Requirements:
A) Return the stretch of the notebook excerpt from "We create the table" through "prepared for that.", copied word for word.
B) According to the notebook excerpt, which part of the configuration file should be modified when column names are too long?
C) List every method that the notebook excerpt calls on `dc`.

━━━━━ Document text ━━━━━

Afterwards, you can just run the next attribute. **No need to specify address - it is inside the class**

Arguments:
- excel - address of the excel file (if saved ase xlsx, on some other place than default)
- csv - adress of the csv file (if saved as the csv, on some other place than default)

In [None]:
dc.create_attributes(attributes_path='attributes.xlsx')

In [None]:
attributes = dc.load_attributes()
attributes

## Creation of import table

We modify the `attributes` table to create `import_table`.  
We create the table and we get whether column names are too long for further work.


If yes: modify the `"../config/sc_data_script_config_template.cfg"`,  
part `name_replacements` to get correct column names.

In [None]:
import_table = dc.get_import_table()
import_table

We need to send several columns from the import table to the database.  
Luckily, we have a command prepared for that.

In [None]:
dc.send_import_table_to_db()

## Temp table creation

We are ready to go.  
First, we create the temp table with vector subset

In [None]:
dc.create_temp_table_db()

## Creation of tables needed for scorecard development
Now, we create all individual tables specified in `"../config/sc_data_script_config_template.cfg"`

In [None]:
dc.orchestrate_data_table_creation()

... Tadaaa.

Now you can download these tables from the database, just as before, or you can download them here

## Data Download

In [None]:
final_data = dc.orchestrate_data_download(
    tables=None,
    limit=None,
    chunksize=1000,
    save_to="C:/Data/"
)

for name, table in final_data.items():
    print(name)
    print(table.head())

━━━━━ Provided material ━━━━━

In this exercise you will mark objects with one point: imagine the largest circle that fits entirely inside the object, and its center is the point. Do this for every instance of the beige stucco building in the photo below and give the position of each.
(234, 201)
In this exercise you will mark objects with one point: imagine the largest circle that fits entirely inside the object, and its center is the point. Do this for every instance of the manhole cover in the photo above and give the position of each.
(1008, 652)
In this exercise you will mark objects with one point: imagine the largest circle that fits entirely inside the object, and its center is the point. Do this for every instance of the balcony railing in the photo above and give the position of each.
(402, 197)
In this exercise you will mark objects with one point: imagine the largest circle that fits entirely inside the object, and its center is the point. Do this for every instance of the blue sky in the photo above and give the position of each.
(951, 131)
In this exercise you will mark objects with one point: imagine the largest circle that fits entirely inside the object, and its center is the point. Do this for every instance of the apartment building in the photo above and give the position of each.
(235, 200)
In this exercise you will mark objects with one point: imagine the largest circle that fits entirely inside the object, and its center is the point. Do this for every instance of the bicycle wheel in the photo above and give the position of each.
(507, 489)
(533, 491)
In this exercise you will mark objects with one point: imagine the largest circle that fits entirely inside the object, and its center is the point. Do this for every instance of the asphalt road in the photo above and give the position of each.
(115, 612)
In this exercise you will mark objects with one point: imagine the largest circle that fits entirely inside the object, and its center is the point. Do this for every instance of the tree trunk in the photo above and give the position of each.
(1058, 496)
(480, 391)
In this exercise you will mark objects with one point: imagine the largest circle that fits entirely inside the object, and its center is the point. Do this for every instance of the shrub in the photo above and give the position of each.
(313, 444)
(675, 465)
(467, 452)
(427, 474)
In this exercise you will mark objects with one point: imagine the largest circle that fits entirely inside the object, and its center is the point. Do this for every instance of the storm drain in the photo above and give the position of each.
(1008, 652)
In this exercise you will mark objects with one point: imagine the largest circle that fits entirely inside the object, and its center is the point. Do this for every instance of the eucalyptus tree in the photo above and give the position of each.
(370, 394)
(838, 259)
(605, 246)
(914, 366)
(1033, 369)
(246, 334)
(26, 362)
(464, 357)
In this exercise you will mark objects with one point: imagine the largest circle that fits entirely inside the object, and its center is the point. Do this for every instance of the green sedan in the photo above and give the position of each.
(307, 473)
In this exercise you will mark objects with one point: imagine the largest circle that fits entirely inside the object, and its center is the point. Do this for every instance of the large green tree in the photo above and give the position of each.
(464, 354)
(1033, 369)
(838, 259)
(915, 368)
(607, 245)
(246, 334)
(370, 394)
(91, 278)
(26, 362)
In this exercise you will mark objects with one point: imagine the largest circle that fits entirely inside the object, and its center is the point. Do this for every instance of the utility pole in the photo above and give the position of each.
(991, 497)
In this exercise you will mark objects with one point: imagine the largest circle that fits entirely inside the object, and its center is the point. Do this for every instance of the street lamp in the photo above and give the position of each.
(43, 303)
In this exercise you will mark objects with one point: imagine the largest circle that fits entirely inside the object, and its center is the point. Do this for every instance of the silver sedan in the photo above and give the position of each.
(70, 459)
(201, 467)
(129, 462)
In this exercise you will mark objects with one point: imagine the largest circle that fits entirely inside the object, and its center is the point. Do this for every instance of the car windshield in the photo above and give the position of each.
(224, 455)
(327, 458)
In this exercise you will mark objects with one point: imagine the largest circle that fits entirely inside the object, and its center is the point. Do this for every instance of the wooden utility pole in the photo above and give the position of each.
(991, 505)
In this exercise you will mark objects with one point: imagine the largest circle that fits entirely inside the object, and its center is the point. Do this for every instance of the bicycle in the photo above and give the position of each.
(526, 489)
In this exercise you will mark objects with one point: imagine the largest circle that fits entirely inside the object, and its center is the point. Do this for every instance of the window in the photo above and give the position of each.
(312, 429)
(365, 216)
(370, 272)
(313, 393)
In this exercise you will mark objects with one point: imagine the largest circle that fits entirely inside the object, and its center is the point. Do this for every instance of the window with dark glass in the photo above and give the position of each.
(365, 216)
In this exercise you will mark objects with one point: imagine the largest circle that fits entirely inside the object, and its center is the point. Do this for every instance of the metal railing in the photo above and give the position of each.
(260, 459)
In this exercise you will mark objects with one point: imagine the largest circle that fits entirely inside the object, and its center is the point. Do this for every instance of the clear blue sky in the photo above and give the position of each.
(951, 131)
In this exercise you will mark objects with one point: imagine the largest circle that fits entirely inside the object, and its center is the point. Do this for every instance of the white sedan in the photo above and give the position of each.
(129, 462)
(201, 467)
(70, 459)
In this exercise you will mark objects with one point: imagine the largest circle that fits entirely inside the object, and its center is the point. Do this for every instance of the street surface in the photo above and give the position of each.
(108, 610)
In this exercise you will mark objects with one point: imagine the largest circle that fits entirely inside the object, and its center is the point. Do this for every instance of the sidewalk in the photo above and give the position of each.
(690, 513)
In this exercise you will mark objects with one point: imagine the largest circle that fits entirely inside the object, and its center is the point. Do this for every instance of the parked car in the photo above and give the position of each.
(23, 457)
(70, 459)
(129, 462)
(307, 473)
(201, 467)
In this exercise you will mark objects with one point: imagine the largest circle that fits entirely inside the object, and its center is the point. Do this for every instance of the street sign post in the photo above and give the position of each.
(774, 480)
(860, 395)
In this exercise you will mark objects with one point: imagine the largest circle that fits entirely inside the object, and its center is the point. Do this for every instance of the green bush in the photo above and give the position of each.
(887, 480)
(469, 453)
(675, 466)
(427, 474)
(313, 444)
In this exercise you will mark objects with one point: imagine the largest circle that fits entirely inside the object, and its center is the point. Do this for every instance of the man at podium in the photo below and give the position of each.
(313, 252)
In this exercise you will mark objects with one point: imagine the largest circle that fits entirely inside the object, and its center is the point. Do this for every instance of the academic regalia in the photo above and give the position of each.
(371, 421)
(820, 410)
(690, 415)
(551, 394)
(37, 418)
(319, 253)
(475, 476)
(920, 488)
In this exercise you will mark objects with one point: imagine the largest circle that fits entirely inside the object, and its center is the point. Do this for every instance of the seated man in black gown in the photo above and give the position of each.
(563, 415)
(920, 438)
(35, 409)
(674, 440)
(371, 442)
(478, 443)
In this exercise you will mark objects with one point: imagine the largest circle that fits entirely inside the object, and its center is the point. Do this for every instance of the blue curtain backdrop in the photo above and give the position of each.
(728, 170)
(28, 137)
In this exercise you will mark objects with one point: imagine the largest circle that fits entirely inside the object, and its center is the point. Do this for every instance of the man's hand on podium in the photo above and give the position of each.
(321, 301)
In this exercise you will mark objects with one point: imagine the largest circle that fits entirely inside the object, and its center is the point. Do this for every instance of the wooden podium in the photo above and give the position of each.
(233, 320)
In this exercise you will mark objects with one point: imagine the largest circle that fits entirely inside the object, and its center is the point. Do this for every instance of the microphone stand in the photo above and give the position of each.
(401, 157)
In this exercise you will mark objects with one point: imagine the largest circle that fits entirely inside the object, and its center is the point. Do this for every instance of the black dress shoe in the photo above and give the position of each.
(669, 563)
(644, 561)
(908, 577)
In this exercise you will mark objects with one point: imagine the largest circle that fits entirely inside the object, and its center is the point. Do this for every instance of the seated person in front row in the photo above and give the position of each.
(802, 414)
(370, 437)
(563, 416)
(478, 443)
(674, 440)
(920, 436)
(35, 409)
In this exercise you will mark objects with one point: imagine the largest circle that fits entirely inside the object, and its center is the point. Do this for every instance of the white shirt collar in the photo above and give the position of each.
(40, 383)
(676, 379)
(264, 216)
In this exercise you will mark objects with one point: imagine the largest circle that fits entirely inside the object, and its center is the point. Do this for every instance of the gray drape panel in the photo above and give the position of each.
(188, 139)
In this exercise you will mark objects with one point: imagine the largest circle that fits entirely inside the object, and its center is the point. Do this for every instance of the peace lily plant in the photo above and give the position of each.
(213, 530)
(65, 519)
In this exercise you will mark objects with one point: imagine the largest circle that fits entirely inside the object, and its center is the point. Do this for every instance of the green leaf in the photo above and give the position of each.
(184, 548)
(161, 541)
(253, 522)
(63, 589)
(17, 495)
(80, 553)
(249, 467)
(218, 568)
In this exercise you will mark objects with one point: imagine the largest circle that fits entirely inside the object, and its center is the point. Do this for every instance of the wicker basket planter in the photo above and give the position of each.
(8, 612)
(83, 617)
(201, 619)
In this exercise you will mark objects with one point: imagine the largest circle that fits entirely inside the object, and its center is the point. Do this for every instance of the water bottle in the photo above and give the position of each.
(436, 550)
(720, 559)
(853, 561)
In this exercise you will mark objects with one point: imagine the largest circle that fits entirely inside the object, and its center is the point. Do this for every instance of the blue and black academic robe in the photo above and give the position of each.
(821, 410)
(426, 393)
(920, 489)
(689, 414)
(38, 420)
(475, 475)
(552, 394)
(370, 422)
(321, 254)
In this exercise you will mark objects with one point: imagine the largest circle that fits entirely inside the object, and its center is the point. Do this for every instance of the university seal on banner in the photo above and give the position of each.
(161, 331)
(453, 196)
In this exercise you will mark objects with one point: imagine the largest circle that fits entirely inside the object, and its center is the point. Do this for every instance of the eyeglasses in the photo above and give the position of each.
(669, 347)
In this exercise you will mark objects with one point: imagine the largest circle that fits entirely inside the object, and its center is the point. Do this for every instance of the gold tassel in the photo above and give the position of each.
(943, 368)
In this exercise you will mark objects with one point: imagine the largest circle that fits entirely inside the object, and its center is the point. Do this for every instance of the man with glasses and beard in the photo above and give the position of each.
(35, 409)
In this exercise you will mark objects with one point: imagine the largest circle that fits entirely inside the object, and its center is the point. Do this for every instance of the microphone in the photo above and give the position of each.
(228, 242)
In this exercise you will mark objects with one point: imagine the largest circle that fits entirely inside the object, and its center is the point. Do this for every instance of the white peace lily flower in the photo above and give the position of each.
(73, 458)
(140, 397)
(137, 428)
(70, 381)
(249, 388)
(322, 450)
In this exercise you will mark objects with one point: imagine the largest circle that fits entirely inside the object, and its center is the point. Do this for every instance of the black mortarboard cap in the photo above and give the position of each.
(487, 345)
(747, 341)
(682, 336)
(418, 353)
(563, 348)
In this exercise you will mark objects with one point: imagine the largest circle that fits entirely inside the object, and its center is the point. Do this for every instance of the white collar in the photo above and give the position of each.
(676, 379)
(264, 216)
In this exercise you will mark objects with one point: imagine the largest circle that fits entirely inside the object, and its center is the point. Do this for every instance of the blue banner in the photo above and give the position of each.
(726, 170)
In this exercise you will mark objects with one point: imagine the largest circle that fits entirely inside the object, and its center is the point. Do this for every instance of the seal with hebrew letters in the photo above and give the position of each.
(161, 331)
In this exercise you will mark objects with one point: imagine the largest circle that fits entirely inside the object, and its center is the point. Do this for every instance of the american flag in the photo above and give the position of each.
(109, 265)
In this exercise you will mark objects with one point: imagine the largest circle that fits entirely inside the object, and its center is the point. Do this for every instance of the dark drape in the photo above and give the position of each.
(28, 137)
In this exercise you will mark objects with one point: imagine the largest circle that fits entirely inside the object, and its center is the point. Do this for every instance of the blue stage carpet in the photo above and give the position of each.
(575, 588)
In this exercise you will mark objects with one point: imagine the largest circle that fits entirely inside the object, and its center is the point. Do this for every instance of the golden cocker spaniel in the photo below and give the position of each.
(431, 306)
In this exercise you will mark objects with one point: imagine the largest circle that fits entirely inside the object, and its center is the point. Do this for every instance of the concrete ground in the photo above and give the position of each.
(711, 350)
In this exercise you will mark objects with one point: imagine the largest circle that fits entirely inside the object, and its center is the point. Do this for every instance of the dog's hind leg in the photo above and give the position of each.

━━━━━

Results for each task:
A)
We create the table and we get whether column names are too long for further work.


If yes: modify the `"../config/sc_data_script_config_template.cfg"`,  
part `name_replacements` to get correct column names.

In [None]:
import_table = dc.get_import_table()
import_table

We need to send several columns from the import table to the database.  
Luckily, we have a command prepared for that.

B) The `name_replacements` part of `"../config/sc_data_script_config_template.cfg"`.

C)
- `create_attributes`
- `load_attributes`
- `get_import_table`
- `send_import_table_to_db`
- `create_temp_table_db`
- `orchestrate_data_table_creation`
- `orchestrate_data_download`